Segment Start: RAW DATA
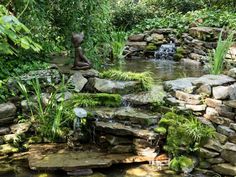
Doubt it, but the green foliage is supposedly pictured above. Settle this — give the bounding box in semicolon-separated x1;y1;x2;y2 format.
0;5;41;55
170;156;194;173
70;93;122;108
100;70;154;91
209;30;234;75
111;31;127;62
156;112;215;157
18;78;74;141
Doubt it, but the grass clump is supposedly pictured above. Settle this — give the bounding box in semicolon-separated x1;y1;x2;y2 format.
209;30;234;75
155;111;215;172
100;70;154;91
70;93;122;107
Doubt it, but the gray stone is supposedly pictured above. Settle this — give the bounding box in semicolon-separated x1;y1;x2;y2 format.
203;139;222;152
189;53;206;61
196;117;215;129
163;77;197;92
99;135;132;146
79;69;99;78
192;74;235;87
228;83;236;99
175;91;201;105
122;85;166;106
55;91;73;102
128;34;145;42
199;161;211;169
215;106;235;119
212;86;229;99
199;148;219;158
215;132;228;144
185;104;206;111
69;72;88;92
95;121;157;140
212;163;236;176
205;98;222;108
206;157;225;164
229;135;236;144
88;78;140;94
204;114;233;126
151;33;165;42
165;96;185;106
0;103;16;120
0;127;10;136
217;125;236;137
224;100;236;108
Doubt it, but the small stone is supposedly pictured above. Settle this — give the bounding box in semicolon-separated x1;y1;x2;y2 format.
10;122;31;134
79;69;99;78
196;84;211;95
223;142;236;152
0;103;16;124
185;104;206;111
228;68;236;78
205;98;222;108
205;107;218;116
215;133;228;144
73;108;87;118
151;33;165;41
199;148;219;158
229;135;236;144
128;34;145;42
212;86;229;99
230;123;236;131
217;125;236;137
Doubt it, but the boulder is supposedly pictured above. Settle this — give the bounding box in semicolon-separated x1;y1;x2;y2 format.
69;72;88;92
88;78;140;94
192;74;235;87
0;103;17;125
212;86;229;99
212;163;236;176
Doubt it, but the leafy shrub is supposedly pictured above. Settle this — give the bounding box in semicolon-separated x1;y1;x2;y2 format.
100;70;154;91
155;112;215;157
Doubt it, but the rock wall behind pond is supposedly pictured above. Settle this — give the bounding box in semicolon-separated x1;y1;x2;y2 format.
163;68;236;176
125;27;236;69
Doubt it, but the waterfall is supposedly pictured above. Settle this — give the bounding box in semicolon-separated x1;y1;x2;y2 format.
154;42;176;60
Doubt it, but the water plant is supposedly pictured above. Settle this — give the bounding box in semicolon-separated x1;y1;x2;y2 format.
209;30;234;75
100;70;154;91
18;78;74;141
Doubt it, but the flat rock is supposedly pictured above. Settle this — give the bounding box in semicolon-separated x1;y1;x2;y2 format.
230;123;236;131
163;77;197;92
203;139;222;152
122;85;166;106
69;72;88;92
192;74;235;86
212;86;229;99
93;107;159;127
0;127;10;136
126;41;147;49
217;125;236;137
223;142;236;152
128;34;145;42
0;144;18;155
175;91;201;105
224;100;236;108
185;104;206;111
28;144;155;171
228;67;236;78
221;150;236;165
95;121;157;140
205;98;222;108
88;78;140;94
79;69;99;78
0;103;16;125
199;148;219;158
212;163;236;176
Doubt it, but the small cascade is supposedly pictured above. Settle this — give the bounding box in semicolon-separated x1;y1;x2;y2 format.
154;42;176;60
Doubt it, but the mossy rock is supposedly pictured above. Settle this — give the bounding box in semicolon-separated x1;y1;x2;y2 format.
170;156;194;173
145;43;157;51
176;47;185;54
174;53;184;61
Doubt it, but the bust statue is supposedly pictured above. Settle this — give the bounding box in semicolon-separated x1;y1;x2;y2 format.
71;32;91;70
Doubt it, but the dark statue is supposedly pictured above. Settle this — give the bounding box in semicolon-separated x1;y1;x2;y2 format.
71;32;91;70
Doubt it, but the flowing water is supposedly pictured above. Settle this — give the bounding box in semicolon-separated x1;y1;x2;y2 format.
1;57;206;177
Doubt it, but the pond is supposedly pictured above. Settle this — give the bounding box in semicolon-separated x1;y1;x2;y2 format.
1;57;206;177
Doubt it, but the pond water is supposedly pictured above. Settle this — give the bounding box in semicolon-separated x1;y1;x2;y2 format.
1;58;206;177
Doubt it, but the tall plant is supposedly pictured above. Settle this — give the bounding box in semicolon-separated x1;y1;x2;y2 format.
209;30;234;75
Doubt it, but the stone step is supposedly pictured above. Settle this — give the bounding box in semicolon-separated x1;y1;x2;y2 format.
92;107;160;127
94;121;157;140
28;144;155;171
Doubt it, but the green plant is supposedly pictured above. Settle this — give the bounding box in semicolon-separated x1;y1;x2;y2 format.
100;70;154;91
111;31;127;63
70;93;122;107
209;30;234;75
18;78;74;141
155;112;215;157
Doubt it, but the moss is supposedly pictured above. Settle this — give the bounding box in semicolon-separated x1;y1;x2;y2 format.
154;127;167;135
174;53;184;61
145;43;157;51
100;70;154;91
170;156;194;172
176;47;185;54
70;93;122;107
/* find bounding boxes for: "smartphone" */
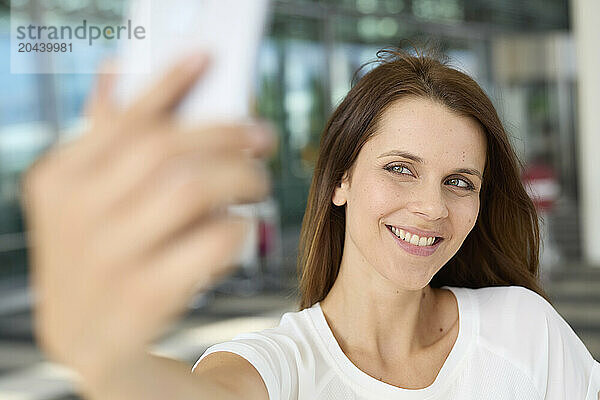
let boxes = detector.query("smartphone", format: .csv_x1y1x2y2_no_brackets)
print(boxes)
114,0,272,269
115,0,271,121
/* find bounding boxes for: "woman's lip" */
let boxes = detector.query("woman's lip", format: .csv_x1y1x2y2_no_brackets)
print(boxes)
386,225,444,256
385,224,444,239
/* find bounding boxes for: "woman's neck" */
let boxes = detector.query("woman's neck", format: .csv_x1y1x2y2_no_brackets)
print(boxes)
319,261,451,362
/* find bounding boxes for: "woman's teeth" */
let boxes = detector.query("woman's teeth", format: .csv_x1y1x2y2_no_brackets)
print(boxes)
389,226,437,247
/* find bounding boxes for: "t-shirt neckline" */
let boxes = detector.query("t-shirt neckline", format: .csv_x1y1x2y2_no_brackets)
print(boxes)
308,286,477,399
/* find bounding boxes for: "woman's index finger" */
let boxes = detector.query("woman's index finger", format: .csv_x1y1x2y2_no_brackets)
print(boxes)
128,52,211,119
83,58,119,119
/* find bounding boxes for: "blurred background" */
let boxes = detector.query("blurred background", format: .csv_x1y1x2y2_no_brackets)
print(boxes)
0,0,599,398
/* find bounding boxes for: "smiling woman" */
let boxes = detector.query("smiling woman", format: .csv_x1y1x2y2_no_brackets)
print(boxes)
298,49,543,309
192,48,599,399
326,96,487,292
Segment End: RAW DATA
**WHAT THE TASK ASKS**
The response should restate the material above word for word and contain no pictures.

**ANSWER TO THE EXERCISE**
Doubt it, but the green foliage is supposedly pictured above. Settle this — give the bounding box in semicolon-separated x1;y1;x2;y2 format.
0;5;41;55
170;156;194;173
70;93;122;108
100;70;154;91
209;30;234;75
111;31;127;62
156;112;215;157
18;78;74;141
Doubt it, but the grass clump is supposedly pictured above. Settle this — give the bounding box in semicolon-separated x1;y1;x2;y2 format.
209;30;234;75
155;111;215;172
100;70;154;91
70;93;122;107
Doubt it, but the gray stone is supposedly pictured above. Settle this — give the bounding box in semicolon-separated x1;y1;x2;y2 format.
203;139;222;152
189;53;206;61
196;117;215;129
163;77;197;92
99;135;132;146
79;69;99;78
192;74;235;87
228;83;236;99
175;91;201;105
122;85;166;106
55;91;73;102
128;34;145;42
199;161;211;169
215;106;235;119
212;86;229;99
199;148;219;158
215;132;228;144
185;104;206;111
69;72;88;92
95;121;157;140
212;163;236;176
205;98;222;108
206;157;225;164
229;135;236;144
88;78;140;94
204;114;233;126
151;33;165;42
165;96;185;106
0;103;16;120
0;127;10;136
217;125;236;137
224;100;236;108
Doubt it, but the small stone is supposedly pictured above. Settle this — give the bounding box in semicolon-separated x1;y1;x2;y2 format.
10;122;31;134
79;69;99;78
196;84;211;95
223;142;236;152
0;103;16;124
185;104;206;111
228;68;236;78
205;98;222;108
205;107;218;116
215;133;228;144
73;108;87;118
151;33;165;41
199;148;219;158
229;135;236;144
128;34;145;42
212;86;229;99
230;123;236;131
217;125;236;137
Doubt it, but the boulder is supposedly pictured above. Settle this — give the bounding box in semicolon-separated x1;y1;x2;y2 format.
69;72;88;92
88;78;140;94
192;74;235;87
0;103;17;125
212;86;229;99
212;163;236;176
Doubt it, but the leafy shrub is supposedly pictured above. Settle this — give the bounding box in semicolon-separated x1;y1;x2;y2 format.
100;70;154;91
155;112;215;157
Doubt it, but the rock wall behind pond is supposedly pictured above. Settle this — give the bounding box in semicolon-separated x1;y1;x2;y2 format.
163;68;236;176
125;27;236;69
Doubt it, but the waterfall is supposedly pictured above. Settle this — give the bounding box in semicolon-separated x1;y1;x2;y2 format.
154;42;176;60
Doubt it, but the water plant is supposedly pictured above. Settle this — give the bounding box in semicolon-separated x1;y1;x2;y2 format.
209;30;234;75
100;70;154;91
18;78;74;141
Doubt it, but the flat rock is supposedly pictured above. Settle this — give the bounding box in semicolon-separated x1;y1;x2;y2 format.
230;123;236;131
163;77;197;92
203;139;222;152
122;85;166;106
69;72;88;92
192;74;235;86
212;86;229;99
93;107;159;127
0;127;10;136
126;41;147;49
217;125;236;137
223;142;236;152
128;34;145;42
0;144;18;155
175;91;201;105
224;100;236;108
185;104;206;111
28;144;155;171
228;67;236;78
221;150;236;165
95;121;157;140
205;98;222;108
88;78;140;94
79;69;99;78
0;103;16;125
199;148;219;158
212;163;236;176
Doubt it, but the small cascade is supposedly pictured above. Settle this — give the bounding box in semicolon-separated x1;y1;x2;y2 format.
154;42;176;60
Doubt it, but the mossy rock is supposedly pictured above. Settle this — give the bounding box in semicolon-separated x1;y1;x2;y2 format.
170;156;194;173
145;43;157;51
176;47;185;54
174;53;184;61
Doubt it, but the bust statue is supposedly pictured above. Settle this — give the bounding box in semicolon-separated x1;y1;x2;y2 format.
71;32;91;70
Doubt it, but the dark statue is supposedly pictured above. Settle this — give the bounding box in semicolon-separated x1;y1;x2;y2 format.
71;32;91;70
Doubt it, but the flowing water is supposedly pictured above. Settle this — give the bounding box in semicolon-separated x1;y1;x2;y2 format.
1;57;206;177
Doubt it, but the pond is supposedly pictured above. Settle this — give the bounding box in semicolon-separated x1;y1;x2;y2 format.
1;57;206;177
Doubt it, but the pond water is supposedly pictured above. Settle this — give the bounding box in semicolon-separated x1;y1;x2;y2 format.
1;58;206;177
Doubt it, but the tall plant is supposedly pictured above. Settle this — give the bounding box in semicolon-separated x1;y1;x2;y2 format.
209;30;234;75
Doubt it, but the stone step is supposedly pictured above. Settle this — give the bounding box in semicolon-separated x1;y1;x2;y2 format.
92;107;160;127
94;121;157;140
28;144;155;171
Doubt it, but the green plant is supposedly pictured above. Settle this — give the bounding box in semicolon-separated x1;y1;x2;y2 format.
100;70;154;91
111;31;127;63
70;93;122;107
209;30;234;75
18;78;74;141
155;112;215;157
Doubt it, but the moss is supposedly pictured above. Settle this — give the bounding box in semicolon-separated x1;y1;x2;y2 format.
154;127;167;135
174;53;184;61
145;43;157;51
100;70;154;91
170;156;194;172
176;47;185;54
70;93;122;107
/* find bounding boxes for: "smartphone" */
let boxes = detector.query("smartphone", format: .csv_x1y1x2y2_no_brackets)
print(boxes)
114,0,272,269
115,0,271,121
/* find bounding boxes for: "woman's lip" */
let boxes = detector.query("woman's lip", format: .csv_x1y1x2y2_no_brackets)
print(boxes)
386,225,444,256
385,224,444,239
/* find bounding boxes for: "woman's neck" */
let boxes = detector.query("woman's neck", format: .csv_x1y1x2y2_no_brackets)
print(boxes)
319,261,451,362
/* find bounding boxes for: "woman's teeth" */
let boxes = detector.query("woman's teeth", format: .csv_x1y1x2y2_no_brackets)
print(boxes)
389,226,437,247
/* find bounding boxes for: "t-shirt neckline" */
let boxes = detector.query("t-shirt neckline", format: .csv_x1y1x2y2_no_brackets)
print(boxes)
308,286,477,399
/* find bounding boxes for: "woman's index finger" */
let boxes = detector.query("woman's index finger", format: .csv_x1y1x2y2_no_brackets)
print(boxes)
128,52,211,119
83,58,119,119
/* find bounding boxes for: "blurred background" */
let boxes = detector.query("blurred background", format: .csv_x1y1x2y2_no_brackets)
print(boxes)
0,0,599,398
/* find bounding boxes for: "smiling woman" */
let boxes = detector.query("smiling woman", format: .csv_x1y1x2y2_no_brackets)
print(boxes)
298,49,543,309
192,48,599,399
326,96,487,292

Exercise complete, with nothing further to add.